Convert the material below into a JSON array of strings with one string per line, leaving out blank lines.

..........

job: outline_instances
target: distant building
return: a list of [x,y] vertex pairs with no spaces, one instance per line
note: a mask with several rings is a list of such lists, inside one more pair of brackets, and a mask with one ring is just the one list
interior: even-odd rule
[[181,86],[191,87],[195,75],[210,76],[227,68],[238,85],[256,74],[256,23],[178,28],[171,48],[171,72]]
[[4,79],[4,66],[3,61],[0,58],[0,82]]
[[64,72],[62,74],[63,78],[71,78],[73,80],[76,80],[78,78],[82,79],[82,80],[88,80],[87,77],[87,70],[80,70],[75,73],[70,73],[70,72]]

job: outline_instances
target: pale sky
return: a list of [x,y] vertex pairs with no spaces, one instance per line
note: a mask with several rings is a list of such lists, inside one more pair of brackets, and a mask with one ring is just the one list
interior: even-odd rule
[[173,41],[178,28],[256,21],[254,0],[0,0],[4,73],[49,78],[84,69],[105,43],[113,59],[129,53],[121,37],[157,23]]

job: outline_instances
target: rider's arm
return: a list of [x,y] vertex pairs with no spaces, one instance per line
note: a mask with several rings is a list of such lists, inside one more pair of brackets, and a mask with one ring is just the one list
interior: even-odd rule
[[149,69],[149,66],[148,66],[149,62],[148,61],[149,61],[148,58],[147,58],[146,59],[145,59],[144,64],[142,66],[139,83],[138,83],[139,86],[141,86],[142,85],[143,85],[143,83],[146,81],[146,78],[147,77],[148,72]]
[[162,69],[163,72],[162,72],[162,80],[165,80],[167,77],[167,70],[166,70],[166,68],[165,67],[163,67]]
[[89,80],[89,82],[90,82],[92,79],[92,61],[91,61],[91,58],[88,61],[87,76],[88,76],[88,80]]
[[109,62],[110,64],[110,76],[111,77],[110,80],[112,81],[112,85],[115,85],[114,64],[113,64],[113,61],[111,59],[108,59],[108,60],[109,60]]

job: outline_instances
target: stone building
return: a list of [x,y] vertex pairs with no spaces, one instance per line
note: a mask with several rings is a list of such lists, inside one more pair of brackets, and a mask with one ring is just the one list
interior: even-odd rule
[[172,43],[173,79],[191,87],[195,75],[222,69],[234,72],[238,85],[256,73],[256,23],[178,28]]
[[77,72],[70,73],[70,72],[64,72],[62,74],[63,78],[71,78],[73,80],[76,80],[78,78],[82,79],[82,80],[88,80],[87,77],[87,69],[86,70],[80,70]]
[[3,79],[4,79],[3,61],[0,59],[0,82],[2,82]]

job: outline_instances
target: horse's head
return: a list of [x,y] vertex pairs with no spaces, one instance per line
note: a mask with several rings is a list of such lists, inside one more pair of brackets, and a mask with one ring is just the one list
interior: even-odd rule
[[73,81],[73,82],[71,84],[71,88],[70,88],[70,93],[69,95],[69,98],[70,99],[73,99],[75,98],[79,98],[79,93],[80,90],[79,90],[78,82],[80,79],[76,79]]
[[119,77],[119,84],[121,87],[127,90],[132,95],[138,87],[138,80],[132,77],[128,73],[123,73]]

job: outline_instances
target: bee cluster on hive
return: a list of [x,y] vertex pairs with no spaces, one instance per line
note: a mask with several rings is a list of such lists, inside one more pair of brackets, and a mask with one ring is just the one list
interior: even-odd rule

..........

## THE RESULT
[
  "job: outline_instances",
  "target: distant building",
  "return: a list of [x,y] vertex pairs with no spaces, one instance per line",
  "note: a mask with several rings is a list of such lists, inside one more pair of brackets, and a mask with one ring is just the one list",
  "interior: even-odd rule",
  "[[181,86],[191,87],[195,75],[210,76],[227,68],[238,85],[256,74],[256,23],[178,28],[171,48],[171,72]]",
  "[[4,79],[4,66],[3,61],[0,58],[0,82]]",
  "[[64,72],[62,74],[63,78],[71,78],[73,80],[76,80],[78,78],[82,79],[82,80],[88,80],[87,77],[87,70],[80,70],[75,73],[70,73],[70,72]]",
  "job: outline_instances",
  "target: pale sky",
  "return: a list of [x,y] vertex pairs with no spaces, one instance per line",
  "note: a mask with several rings is a list of such lists, inside one more pair of brackets, and a mask with one ring is just the one list",
  "interior: even-odd rule",
  "[[173,41],[178,28],[256,21],[254,0],[0,0],[4,73],[49,78],[84,69],[105,43],[113,59],[129,53],[121,37],[157,23]]",
  "job: outline_instances",
  "target: rider's arm",
  "return: a list of [x,y] vertex pairs with no spaces, one instance per line",
  "note: a mask with several rings is a list of such lists, inside one more pair of brackets, and a mask with one ring is just the one list",
  "interior: even-odd rule",
  "[[149,69],[149,66],[148,66],[149,62],[148,61],[149,61],[148,58],[147,58],[146,59],[145,59],[144,64],[142,66],[139,83],[138,83],[139,86],[141,86],[142,85],[143,85],[143,83],[146,81],[146,78],[147,77],[148,72]]",
  "[[162,69],[163,72],[162,72],[162,80],[165,80],[167,77],[167,70],[166,70],[166,68],[165,67],[163,67]]",
  "[[89,80],[89,82],[90,82],[92,79],[92,61],[91,61],[91,58],[88,61],[87,76],[88,76],[88,80]]",
  "[[109,62],[110,64],[110,76],[111,77],[110,80],[112,81],[112,85],[115,85],[114,64],[113,64],[113,61],[111,59],[108,59],[108,60],[109,60]]",
  "job: outline_instances",
  "target: stone building",
  "return: a list of [x,y] vertex pairs with no spaces, one instance per line",
  "note: a mask with several rings is a list of such lists, inside one more pair of brackets, and a mask with one ring is just the one list",
  "interior: even-odd rule",
  "[[172,43],[173,79],[191,87],[195,75],[222,69],[234,72],[238,85],[256,73],[256,23],[178,28]]",
  "[[77,72],[70,73],[70,72],[64,72],[62,74],[63,78],[71,78],[73,80],[76,80],[78,78],[82,79],[82,80],[88,80],[87,77],[87,69],[86,70],[80,70]]",
  "[[3,79],[4,79],[3,61],[0,59],[0,82],[2,82]]",
  "job: outline_instances",
  "target: horse's head",
  "return: a list of [x,y] vertex pairs with no spaces, one instance per line",
  "note: a mask with several rings is a list of such lists, inside one more pair of brackets, and a mask with one ring is just the one list",
  "interior: even-odd rule",
  "[[73,81],[73,82],[71,84],[71,88],[70,88],[70,93],[69,95],[69,98],[70,99],[73,99],[75,98],[79,98],[79,93],[80,90],[79,90],[78,82],[80,79],[76,79]]",
  "[[119,77],[119,84],[121,87],[127,90],[132,95],[138,87],[138,80],[132,77],[128,73],[123,73]]",
  "job: outline_instances",
  "target: bee cluster on hive",
  "return: a list of [x,y] vertex pairs with no spaces, one instance per line",
  "note: a mask with several rings is a list of such lists, inside one more pair of brackets, and a mask with one ring is just the one list",
  "interior: even-odd rule"
]